## Set task
Can you write out, word for word, the stretch from "Tony Benn deals, in" through "of the elite ?" in the commentary on Tony Benn's speech below?

## Supplied text

------------------------

Suggested commentary on speech by Tony Benn (p 16)

 

There are many different ways of doing a good text commentary on this passage – this is just one.

It is important to bear in mind that the purpose of the exam is to evaluate the series of the classes on the history of the BBC. If you do not show you know the history, it is impossible to succeed in the exam.

 

This passage is an extract from a speech by Tony Benn. Tony Benn was a Member of Parliament and here is speaking to the people of the town he represents. It is not an electoral speech – there was to be no election for some time : rather it is made up of general reflections on the role of public service broadcasting in a modern society.

Tony Benn was a leader of the left wing of the Labour Party, and so we would expect his priorities to be public service and working-class people, and, as we shall see, a criticism of elitism will be made in this speech.

By 1968, television was becoming ever more common in ordinary homes, as radio had been for some decades. Since 1964, there had been three television channels – two run by the BBC and one commercial channel making its money from advertising, while the BBC had a monopoly on radio broadcasting. At the time Benn speaks, then, the BBC controls most broadcasting in the country, a situation very different from that of today.

Benn begins by explaining what he is not doing. He is not defending the idea of direct government control of the BBC or other broadcasting, (l2) and he is not, in this speech looking at the question of whether the BBC favours one political party too much (l4). At this time, direct government control of the media was a characteristic of Eastern Bloc countries known as « communist » : it is no doubt because Benn has some communist ideas that he is keen to underline that he does not support such direct control.

Tony Benn deals, in the rest of the article, mostly with two questions about broadcasting which have always been important when looking at the BBC. He looks at the question of elitism concerning presence on air – do we always hear only elite people on the radio and the TV ?  And he also considers the treatment of news and current affairs – is it not slanted and distorted by particular priorities ? Both of these questions are connected to a major topic in discussions about the BBC : who does the corporation serve ? Is it really « for the people » as Hendy suggests it can be in his People’s History of the BBC  ? Or it the BBC part of the establishment, and essentially serving the interests of the elite ?

------------------------

## Listed entries
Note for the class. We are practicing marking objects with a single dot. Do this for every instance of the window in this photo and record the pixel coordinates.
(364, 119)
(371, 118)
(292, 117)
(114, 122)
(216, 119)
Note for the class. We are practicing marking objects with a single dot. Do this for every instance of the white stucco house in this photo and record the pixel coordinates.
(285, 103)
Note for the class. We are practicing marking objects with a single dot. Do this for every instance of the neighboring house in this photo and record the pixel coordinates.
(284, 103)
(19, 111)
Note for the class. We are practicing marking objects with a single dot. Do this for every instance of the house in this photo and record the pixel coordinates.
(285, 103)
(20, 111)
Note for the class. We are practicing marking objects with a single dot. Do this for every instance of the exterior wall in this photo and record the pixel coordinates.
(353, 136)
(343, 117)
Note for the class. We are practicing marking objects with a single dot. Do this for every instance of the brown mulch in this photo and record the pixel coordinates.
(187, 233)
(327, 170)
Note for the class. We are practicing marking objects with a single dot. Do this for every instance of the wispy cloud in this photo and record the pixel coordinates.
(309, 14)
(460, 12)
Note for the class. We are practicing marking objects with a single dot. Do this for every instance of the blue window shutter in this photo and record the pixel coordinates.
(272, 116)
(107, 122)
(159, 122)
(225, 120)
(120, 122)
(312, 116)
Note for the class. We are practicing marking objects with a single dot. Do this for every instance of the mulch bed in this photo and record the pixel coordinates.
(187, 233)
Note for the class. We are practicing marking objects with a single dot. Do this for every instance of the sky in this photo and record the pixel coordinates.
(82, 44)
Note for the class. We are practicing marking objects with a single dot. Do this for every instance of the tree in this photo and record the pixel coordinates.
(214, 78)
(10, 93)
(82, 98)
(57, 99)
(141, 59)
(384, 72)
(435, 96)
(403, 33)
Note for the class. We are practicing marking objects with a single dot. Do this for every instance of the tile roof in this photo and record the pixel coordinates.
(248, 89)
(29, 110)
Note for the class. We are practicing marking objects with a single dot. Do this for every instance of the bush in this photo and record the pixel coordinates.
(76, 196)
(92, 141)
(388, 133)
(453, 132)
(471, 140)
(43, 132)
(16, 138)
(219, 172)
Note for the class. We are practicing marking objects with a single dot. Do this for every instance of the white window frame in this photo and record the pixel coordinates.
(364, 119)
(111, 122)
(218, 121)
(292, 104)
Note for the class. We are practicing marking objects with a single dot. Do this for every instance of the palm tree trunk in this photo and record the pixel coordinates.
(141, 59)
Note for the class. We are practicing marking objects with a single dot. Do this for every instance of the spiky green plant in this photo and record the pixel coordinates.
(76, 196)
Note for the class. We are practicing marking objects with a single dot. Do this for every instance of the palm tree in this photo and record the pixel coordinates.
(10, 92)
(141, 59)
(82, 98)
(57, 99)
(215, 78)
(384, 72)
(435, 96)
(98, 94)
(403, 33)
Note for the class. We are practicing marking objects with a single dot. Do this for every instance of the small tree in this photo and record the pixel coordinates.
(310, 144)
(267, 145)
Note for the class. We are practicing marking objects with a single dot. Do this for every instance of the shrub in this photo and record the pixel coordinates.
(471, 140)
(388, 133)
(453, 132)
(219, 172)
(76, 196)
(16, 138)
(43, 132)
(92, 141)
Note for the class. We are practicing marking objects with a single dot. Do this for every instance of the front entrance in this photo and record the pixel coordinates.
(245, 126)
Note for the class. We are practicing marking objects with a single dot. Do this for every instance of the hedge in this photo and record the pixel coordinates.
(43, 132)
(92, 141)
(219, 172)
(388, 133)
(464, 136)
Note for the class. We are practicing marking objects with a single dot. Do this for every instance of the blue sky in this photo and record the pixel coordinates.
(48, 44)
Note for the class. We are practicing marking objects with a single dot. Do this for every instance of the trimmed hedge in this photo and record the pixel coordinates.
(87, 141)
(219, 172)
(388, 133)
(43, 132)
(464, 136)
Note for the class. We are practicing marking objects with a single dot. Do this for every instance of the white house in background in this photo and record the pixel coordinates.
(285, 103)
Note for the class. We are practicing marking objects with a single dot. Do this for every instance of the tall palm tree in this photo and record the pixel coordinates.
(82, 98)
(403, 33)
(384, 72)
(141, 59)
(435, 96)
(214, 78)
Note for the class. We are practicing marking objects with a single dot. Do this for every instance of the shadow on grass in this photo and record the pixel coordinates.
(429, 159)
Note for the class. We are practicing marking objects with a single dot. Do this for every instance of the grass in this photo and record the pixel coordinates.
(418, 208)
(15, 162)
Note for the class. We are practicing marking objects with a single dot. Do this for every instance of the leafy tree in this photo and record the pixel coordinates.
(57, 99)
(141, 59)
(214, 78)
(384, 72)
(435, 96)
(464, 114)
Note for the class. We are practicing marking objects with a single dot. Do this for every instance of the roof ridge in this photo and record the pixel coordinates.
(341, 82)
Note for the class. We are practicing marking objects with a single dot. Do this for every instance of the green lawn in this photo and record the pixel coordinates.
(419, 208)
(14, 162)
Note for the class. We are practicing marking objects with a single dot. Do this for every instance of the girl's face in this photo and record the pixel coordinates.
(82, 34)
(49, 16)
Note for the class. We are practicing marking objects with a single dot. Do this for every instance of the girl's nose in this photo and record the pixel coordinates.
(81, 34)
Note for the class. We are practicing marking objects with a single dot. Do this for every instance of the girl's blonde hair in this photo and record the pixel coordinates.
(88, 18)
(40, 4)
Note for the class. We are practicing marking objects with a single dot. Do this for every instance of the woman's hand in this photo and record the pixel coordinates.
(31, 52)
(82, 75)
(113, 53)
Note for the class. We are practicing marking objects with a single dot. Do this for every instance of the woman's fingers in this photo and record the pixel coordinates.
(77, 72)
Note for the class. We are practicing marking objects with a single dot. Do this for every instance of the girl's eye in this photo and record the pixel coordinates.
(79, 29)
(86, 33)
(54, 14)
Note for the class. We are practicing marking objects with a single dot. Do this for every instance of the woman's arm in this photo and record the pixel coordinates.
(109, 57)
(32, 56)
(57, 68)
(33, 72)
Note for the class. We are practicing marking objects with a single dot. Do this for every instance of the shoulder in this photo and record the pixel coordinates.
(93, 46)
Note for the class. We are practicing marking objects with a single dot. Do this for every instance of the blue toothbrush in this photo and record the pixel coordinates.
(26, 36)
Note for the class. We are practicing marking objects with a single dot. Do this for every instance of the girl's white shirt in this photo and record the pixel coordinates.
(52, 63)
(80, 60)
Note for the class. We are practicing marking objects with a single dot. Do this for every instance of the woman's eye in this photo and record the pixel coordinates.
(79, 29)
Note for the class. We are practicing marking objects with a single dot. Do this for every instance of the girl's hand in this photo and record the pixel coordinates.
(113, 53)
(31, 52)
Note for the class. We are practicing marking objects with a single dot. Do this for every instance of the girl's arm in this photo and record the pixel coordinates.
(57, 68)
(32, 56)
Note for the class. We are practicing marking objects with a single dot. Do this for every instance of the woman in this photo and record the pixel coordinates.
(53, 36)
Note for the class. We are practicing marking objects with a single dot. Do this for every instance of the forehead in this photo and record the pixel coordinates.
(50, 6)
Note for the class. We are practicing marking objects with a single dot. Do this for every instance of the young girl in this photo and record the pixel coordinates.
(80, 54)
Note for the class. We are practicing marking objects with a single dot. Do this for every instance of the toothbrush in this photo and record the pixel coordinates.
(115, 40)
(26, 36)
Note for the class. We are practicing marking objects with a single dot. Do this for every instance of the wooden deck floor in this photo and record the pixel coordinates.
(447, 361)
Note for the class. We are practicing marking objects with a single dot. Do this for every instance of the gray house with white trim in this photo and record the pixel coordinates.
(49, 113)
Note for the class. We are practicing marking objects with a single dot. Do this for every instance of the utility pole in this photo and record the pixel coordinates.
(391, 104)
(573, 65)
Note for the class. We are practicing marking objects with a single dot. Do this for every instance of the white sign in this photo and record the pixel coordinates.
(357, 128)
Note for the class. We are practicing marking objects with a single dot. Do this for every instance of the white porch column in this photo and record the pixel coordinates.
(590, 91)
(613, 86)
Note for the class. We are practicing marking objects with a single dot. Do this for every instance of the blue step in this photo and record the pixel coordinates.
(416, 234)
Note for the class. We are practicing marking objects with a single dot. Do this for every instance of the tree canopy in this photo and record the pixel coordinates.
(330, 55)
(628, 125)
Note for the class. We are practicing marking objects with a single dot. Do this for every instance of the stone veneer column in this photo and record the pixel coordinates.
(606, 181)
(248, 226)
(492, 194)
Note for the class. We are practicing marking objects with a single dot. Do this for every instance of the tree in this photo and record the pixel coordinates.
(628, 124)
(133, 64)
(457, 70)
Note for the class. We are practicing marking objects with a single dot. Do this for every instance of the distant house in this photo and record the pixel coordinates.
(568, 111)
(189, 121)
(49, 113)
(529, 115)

------------------------

## Response to this task
Tony Benn deals, in the rest of the article, mostly with two questions about broadcasting which have always been important when looking at the BBC. He looks at the question of elitism concerning presence on air – do we always hear only elite people on the radio and the TV ?  And he also considers the treatment of news and current affairs – is it not slanted and distorted by particular priorities ? Both of these questions are connected to a major topic in discussions about the BBC : who does the corporation serve ? Is it really « for the people » as Hendy suggests it can be in his People’s History of the BBC  ? Or it the BBC part of the establishment, and essentially serving the interests of the elite ?